◆ Exercise passage
7000 Oaks is a work of land art by the German artist Joseph Beuys. It was first publicly presented in 1982 at the documenta 7. With the help of volunteers, Beuys planted 7,000 oak trees over several years in Kassel, Germany, each with an accompanying basalt stone.

You can’t get more monumental in the mid to late 20th Century than Joseph Beuys.  He was even appointed professor of monumental sculpture at the Arts Academy in Dusselforf in 1965 (he was asked to resign in 1970 as he would allow any students to attend his class).  Beuys constructed his own fictional/factional personal  history which added a sharmanistic quality to his now considered monumental life.

Some quotes by Beuys

I believe that planting these oaks is necessary not only in biospheric terms, that is to say, in the context of matter and ecology, but in that it will raise ecological consciousness-raise it increasingly, in the course of the years to come, because we shall never stop planting.
Thus, 7000 Oaks is a sculpture referring to peoples’ life, to their everyday work. That is my concept of art which I call the extended concept or art of the social sculpture.
I think the tree is an element of regeneration which in itself is a concept of time. The oak is especially so because it is a slowly growing tree with a kind of really solid heartwood. It has always been a form of sculpture, a symbol for this planet.
The planting of seven thousand oak trees is thus only a symbolic beginning. And such a symbolic beginning requires a marker, in this instance a basalt column. The intention of such atree-planting event is to point up the transformation of all of life, of society, and of the whole ecological system….
They are basalt columns that one can find in the craters of extinct volcanoes, where they become a prismatic, quasi-crystalline shape through a particular cooling process-which produces these shapes with five, six, seven, and eight corners. They could, and still can, be found lined up like perfect, beautiful organ pipes in the Eifel region. Today, most of them are protected.
But we didn’t have to have these particular splendid organ pipes, we just wanted a material with basalt characteristics from the environs of Kassel. So there we found basalt columns which are part crystalline, that is to say, they have sharp corners, but at the same
time tend toward amorphousness.
My point with these seven thousand trees was that each would be a monument, consisting of a living part, the live tree, changing all the time, and a crystalline mass, maintaining its shape, size, and weight. This stone can be transformed only by taking from it, when a piece splinters off, say, never by growing. By placing these two objects side by side, the proportionality of
the monument’s two parts will never be the same.
So now we have six- and seven-year-old oaks, and the stone dominates them. In a few years’ time, stone and tree will be in balance, and in twenty to thirty years’ time we may see that gradually, the stone has become an adjunct at the foot of the oak or whatever tree it may be.

◆ Dataset items
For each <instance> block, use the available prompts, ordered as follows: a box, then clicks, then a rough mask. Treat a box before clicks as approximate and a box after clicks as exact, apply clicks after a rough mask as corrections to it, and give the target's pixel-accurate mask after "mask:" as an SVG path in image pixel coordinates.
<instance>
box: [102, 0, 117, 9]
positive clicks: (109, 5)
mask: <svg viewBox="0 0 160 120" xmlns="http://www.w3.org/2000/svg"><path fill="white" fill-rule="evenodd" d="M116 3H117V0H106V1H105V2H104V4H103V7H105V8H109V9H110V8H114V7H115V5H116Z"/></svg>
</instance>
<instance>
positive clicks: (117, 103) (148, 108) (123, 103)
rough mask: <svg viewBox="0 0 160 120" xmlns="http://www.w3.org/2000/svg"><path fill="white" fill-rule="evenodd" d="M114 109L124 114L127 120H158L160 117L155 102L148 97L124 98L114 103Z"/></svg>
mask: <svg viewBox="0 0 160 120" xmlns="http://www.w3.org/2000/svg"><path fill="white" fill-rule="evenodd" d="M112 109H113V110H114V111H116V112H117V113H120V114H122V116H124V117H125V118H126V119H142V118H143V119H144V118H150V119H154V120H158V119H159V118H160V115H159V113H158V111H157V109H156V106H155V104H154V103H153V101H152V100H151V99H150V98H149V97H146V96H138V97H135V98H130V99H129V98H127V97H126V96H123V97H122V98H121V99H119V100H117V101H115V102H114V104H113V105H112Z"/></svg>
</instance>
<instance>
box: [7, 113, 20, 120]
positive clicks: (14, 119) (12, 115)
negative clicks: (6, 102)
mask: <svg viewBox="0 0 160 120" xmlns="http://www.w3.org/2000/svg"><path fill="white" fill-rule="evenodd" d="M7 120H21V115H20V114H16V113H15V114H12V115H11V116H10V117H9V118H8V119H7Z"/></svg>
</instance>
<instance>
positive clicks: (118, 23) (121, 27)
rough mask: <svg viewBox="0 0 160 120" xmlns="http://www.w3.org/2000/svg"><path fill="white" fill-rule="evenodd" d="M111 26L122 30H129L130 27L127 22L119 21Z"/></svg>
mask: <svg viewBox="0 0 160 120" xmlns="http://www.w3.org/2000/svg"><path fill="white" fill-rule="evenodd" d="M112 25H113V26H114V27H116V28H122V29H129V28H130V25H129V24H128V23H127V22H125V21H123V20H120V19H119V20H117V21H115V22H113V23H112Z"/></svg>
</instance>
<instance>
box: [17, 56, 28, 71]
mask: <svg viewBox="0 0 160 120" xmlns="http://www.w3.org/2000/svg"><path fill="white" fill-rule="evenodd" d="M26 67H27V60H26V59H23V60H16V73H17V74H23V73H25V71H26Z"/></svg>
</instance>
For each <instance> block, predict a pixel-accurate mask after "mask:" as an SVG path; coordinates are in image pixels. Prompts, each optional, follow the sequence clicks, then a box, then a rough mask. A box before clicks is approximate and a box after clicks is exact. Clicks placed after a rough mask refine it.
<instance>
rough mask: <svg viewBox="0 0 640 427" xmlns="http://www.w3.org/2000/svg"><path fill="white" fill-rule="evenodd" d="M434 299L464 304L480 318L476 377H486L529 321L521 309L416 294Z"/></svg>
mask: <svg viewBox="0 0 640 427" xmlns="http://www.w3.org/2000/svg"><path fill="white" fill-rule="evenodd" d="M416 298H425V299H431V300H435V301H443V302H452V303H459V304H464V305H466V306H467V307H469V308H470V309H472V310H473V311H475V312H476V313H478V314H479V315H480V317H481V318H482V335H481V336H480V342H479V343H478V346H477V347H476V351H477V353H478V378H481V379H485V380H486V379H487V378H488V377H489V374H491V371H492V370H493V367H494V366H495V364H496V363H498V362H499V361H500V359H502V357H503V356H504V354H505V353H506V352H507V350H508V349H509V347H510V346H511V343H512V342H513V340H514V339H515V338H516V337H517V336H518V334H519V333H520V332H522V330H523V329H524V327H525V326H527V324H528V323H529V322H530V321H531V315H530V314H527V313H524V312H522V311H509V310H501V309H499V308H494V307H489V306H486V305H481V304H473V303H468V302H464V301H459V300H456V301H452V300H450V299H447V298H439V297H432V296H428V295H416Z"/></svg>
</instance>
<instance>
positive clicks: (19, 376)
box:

◆ Written task A
Summarize the text on 7000 Oaks in two sentences.
◆ Written task B
Reproduce part of the text on 7000 Oaks word for word, starting at "Some quotes by" and ending at "the social sculpture.".

◆ Output A
7000 Oaks is a land art work by the German artist Joseph Beuys, first shown publicly at documenta 7 in 1982, for which he and volunteers planted 7,000 oak trees in Kassel over several years, each with a basalt stone beside it. In his own words, Beuys calls the project a social sculpture meant to raise ecological consciousness, with each monument pairing a living, changing tree and an unchanging basalt column, so that over time the stone will become an adjunct at the foot of the tree.

◆ Output B
Some quotes by Beuys

I believe that planting these oaks is necessary not only in biospheric terms, that is to say, in the context of matter and ecology, but in that it will raise ecological consciousness-raise it increasingly, in the course of the years to come, because we shall never stop planting.
Thus, 7000 Oaks is a sculpture referring to peoples’ life, to their everyday work. That is my concept of art which I call the extended concept or art of the social sculpture.